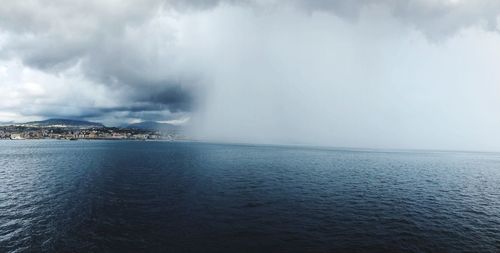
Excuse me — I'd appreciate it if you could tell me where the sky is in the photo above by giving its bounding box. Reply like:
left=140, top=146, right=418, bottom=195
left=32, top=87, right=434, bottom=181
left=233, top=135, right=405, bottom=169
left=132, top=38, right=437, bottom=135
left=0, top=0, right=500, bottom=151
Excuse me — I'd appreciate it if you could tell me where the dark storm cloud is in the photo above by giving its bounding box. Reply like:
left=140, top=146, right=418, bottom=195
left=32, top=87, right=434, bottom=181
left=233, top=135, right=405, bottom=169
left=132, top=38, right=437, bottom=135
left=0, top=0, right=500, bottom=152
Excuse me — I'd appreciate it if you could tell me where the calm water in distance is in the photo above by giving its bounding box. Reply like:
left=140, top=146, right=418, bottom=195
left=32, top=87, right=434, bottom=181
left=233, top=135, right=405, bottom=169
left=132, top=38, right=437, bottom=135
left=0, top=141, right=500, bottom=252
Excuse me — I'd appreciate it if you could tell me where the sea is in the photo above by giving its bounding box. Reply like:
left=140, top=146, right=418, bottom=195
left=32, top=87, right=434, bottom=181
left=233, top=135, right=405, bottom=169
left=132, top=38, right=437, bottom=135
left=0, top=140, right=500, bottom=252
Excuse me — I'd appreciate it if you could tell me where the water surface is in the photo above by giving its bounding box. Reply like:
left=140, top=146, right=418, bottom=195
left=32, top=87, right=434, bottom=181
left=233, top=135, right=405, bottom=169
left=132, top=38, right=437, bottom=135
left=0, top=141, right=500, bottom=252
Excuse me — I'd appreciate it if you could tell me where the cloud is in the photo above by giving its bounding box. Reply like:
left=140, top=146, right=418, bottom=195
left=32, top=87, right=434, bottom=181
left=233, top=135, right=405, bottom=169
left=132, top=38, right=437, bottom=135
left=0, top=0, right=500, bottom=149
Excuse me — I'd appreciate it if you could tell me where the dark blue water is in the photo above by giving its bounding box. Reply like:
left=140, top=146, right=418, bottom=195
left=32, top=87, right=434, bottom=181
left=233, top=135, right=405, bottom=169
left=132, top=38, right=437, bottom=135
left=0, top=141, right=500, bottom=252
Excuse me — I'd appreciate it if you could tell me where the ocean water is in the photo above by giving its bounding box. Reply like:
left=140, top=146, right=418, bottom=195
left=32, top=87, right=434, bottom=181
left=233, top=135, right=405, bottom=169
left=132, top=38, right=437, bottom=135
left=0, top=141, right=500, bottom=252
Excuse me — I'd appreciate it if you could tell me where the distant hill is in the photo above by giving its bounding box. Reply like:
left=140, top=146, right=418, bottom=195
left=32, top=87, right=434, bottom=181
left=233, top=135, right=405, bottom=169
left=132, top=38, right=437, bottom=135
left=21, top=119, right=104, bottom=128
left=125, top=121, right=182, bottom=132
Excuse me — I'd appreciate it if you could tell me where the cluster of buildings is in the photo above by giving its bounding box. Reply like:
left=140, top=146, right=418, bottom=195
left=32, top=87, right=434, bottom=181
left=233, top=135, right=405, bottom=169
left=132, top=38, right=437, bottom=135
left=0, top=125, right=182, bottom=140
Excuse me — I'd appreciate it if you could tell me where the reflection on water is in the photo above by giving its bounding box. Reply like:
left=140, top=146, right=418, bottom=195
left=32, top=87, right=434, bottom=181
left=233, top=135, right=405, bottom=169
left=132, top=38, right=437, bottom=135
left=0, top=141, right=500, bottom=252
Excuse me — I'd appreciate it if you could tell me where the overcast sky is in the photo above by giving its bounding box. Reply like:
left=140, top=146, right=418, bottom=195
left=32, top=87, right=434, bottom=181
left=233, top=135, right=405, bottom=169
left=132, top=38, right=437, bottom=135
left=0, top=0, right=500, bottom=151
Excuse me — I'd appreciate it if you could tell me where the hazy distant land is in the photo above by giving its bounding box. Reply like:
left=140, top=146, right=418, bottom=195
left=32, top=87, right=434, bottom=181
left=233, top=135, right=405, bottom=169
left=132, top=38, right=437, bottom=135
left=0, top=119, right=187, bottom=140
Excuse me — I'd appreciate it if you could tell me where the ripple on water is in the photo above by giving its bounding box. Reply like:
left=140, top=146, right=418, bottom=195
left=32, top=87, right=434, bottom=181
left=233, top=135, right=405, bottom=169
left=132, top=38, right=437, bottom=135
left=0, top=141, right=500, bottom=252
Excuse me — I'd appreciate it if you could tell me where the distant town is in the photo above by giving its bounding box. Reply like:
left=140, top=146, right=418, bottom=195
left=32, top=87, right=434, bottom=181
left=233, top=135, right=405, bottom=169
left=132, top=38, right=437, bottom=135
left=0, top=119, right=187, bottom=141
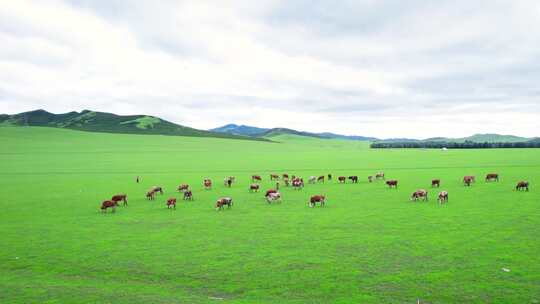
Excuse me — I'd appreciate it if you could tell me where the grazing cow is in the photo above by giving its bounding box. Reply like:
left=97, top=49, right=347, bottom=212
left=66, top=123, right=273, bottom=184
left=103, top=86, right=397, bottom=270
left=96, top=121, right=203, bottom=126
left=223, top=176, right=234, bottom=188
left=146, top=190, right=156, bottom=200
left=167, top=197, right=176, bottom=209
left=178, top=184, right=189, bottom=192
left=101, top=201, right=118, bottom=213
left=216, top=197, right=233, bottom=211
left=516, top=181, right=529, bottom=191
left=150, top=186, right=163, bottom=195
left=411, top=189, right=428, bottom=201
left=386, top=179, right=398, bottom=189
left=184, top=190, right=193, bottom=201
left=486, top=173, right=499, bottom=182
left=111, top=194, right=127, bottom=206
left=308, top=195, right=326, bottom=207
left=293, top=178, right=304, bottom=190
left=249, top=184, right=259, bottom=192
left=437, top=191, right=448, bottom=204
left=266, top=192, right=281, bottom=204
left=264, top=189, right=278, bottom=197
left=463, top=176, right=474, bottom=187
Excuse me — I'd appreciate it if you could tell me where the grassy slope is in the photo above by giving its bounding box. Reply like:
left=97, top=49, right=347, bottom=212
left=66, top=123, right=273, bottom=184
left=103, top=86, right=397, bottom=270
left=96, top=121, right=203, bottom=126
left=0, top=128, right=540, bottom=303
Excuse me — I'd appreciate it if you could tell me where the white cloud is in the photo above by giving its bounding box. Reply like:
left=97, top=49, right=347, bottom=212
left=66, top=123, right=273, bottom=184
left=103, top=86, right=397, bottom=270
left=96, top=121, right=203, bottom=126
left=0, top=0, right=540, bottom=137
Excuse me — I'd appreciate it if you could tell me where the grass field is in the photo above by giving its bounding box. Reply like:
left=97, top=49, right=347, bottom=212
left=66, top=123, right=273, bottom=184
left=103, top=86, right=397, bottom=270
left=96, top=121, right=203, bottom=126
left=0, top=127, right=540, bottom=303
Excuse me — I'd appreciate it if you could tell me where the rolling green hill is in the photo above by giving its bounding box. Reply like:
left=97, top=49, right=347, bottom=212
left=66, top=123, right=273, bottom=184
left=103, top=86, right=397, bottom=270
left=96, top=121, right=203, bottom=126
left=0, top=110, right=266, bottom=140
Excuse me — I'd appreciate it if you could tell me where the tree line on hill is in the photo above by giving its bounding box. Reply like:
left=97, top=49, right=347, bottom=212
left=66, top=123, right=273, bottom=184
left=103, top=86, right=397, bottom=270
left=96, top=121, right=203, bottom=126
left=370, top=139, right=540, bottom=149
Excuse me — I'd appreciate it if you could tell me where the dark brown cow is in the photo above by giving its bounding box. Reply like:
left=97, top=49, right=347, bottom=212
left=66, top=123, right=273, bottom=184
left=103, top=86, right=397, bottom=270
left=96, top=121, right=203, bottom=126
left=249, top=184, right=259, bottom=192
left=151, top=186, right=163, bottom=195
left=184, top=190, right=193, bottom=201
left=437, top=191, right=448, bottom=204
left=411, top=189, right=428, bottom=201
left=486, top=173, right=499, bottom=182
left=167, top=197, right=176, bottom=209
left=463, top=176, right=474, bottom=187
left=203, top=178, right=212, bottom=190
left=178, top=184, right=189, bottom=192
left=292, top=178, right=304, bottom=190
left=386, top=179, right=398, bottom=189
left=516, top=181, right=529, bottom=191
left=216, top=197, right=233, bottom=211
left=101, top=201, right=118, bottom=213
left=111, top=194, right=127, bottom=206
left=308, top=195, right=326, bottom=207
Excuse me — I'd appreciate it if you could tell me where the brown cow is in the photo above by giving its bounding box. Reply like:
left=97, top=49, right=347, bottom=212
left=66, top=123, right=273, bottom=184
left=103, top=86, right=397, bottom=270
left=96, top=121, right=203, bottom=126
left=249, top=184, right=259, bottom=192
left=111, top=194, right=127, bottom=206
left=463, top=176, right=474, bottom=187
left=411, top=189, right=428, bottom=201
left=167, top=197, right=176, bottom=209
left=292, top=178, right=304, bottom=190
left=308, top=195, right=326, bottom=207
left=437, top=191, right=448, bottom=204
left=516, top=181, right=529, bottom=191
left=486, top=173, right=499, bottom=182
left=216, top=197, right=233, bottom=211
left=101, top=201, right=118, bottom=213
left=386, top=179, right=398, bottom=189
left=178, top=184, right=189, bottom=192
left=184, top=190, right=193, bottom=201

*Stated task*
From the records above, extract word for word the lines between the line containing "where the hazy" and the line containing "left=0, top=119, right=187, bottom=141", inclusive.

*Answer for the task*
Excuse me — I'd appreciate it if you could tell me where the hazy distant land is in the photo above by giving its bounding box. Reply like:
left=140, top=146, right=418, bottom=195
left=32, top=87, right=434, bottom=181
left=233, top=135, right=405, bottom=169
left=132, top=38, right=437, bottom=135
left=0, top=119, right=187, bottom=140
Excuse me — I'd appreciate it if you could tell me where the ripple on water is in the photo above by giving its bounding box. Reply like:
left=140, top=146, right=418, bottom=195
left=32, top=87, right=434, bottom=181
left=233, top=135, right=405, bottom=169
left=132, top=38, right=437, bottom=135
left=0, top=141, right=500, bottom=252
Excuse me — I'd appreciate it if you could tell me where the distant town is in the photo above by giving its bounding box. Reply like:
left=140, top=146, right=418, bottom=195
left=32, top=87, right=434, bottom=181
left=233, top=135, right=405, bottom=169
left=132, top=38, right=437, bottom=135
left=0, top=119, right=187, bottom=141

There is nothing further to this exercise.